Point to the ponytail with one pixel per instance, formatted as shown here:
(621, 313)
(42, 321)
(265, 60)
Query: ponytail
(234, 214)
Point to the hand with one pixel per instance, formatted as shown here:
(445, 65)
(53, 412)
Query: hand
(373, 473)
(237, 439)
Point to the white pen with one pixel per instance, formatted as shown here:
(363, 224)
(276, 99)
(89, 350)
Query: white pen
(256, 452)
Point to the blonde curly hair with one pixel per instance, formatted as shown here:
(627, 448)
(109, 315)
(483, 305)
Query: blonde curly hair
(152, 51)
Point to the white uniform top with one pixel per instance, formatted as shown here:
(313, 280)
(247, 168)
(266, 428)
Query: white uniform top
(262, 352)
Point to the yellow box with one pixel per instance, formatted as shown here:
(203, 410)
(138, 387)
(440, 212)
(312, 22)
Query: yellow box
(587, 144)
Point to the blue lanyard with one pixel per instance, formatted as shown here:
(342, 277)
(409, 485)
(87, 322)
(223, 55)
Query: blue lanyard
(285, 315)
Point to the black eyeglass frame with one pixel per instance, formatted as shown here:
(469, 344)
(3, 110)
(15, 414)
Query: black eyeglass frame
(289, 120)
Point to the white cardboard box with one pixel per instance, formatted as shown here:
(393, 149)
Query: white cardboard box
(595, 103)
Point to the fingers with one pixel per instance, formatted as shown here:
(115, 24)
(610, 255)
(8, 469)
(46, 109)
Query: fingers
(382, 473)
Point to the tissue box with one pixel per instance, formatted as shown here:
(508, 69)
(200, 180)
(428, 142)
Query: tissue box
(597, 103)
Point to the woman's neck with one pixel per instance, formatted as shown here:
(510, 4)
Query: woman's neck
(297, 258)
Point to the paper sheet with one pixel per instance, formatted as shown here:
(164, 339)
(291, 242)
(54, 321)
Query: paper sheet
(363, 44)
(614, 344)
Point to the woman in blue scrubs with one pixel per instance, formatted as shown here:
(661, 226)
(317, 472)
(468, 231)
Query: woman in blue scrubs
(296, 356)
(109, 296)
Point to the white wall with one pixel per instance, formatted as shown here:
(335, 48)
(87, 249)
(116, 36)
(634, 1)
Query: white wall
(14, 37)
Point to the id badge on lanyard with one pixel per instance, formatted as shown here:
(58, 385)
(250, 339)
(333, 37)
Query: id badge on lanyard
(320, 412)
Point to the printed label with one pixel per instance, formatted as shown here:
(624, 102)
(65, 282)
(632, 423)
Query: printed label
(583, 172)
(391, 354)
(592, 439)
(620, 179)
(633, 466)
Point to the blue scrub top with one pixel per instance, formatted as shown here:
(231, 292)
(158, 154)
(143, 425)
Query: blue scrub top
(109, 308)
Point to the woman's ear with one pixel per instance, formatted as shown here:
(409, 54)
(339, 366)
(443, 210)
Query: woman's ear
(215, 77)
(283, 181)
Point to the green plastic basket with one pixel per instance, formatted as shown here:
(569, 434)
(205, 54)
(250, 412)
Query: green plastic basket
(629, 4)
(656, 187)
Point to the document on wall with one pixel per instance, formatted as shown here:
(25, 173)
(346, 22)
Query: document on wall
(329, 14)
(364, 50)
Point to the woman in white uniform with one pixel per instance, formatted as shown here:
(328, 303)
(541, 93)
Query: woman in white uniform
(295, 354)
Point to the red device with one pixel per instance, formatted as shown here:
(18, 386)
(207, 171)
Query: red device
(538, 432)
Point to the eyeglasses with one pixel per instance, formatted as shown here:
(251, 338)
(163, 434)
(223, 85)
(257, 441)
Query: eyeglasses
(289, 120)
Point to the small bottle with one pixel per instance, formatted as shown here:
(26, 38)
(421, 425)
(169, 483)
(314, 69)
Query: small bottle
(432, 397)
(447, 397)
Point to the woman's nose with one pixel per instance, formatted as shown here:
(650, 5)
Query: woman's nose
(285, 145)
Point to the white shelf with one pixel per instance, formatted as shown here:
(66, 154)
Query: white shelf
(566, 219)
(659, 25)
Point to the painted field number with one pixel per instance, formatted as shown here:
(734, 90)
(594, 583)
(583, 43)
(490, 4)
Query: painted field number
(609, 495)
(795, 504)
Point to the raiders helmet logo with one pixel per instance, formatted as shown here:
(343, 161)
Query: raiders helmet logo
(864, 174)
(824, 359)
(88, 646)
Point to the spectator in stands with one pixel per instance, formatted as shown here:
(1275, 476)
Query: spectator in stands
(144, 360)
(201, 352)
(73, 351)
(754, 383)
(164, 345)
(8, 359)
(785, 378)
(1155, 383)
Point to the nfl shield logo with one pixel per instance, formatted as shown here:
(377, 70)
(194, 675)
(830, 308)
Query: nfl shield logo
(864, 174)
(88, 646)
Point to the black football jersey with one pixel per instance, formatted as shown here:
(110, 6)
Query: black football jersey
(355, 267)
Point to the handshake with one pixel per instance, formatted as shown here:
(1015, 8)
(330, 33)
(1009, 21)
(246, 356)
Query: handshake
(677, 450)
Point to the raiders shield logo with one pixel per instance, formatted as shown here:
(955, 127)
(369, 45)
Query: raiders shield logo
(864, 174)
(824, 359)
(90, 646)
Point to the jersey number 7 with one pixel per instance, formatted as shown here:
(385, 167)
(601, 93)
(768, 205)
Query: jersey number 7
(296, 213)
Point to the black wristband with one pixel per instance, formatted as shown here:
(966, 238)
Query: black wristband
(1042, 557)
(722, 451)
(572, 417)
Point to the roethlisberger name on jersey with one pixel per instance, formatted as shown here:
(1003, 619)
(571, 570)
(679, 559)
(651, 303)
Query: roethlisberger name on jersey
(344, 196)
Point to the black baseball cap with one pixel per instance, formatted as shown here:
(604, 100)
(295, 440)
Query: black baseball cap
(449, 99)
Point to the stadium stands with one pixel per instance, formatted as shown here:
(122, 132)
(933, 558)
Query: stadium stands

═══

** What you should do **
Copy out every line from the material above in which the word "stadium" appears.

** Written answer **
Point to the stadium stands with one pixel per instance, formatted as shown here:
Query: stadium stands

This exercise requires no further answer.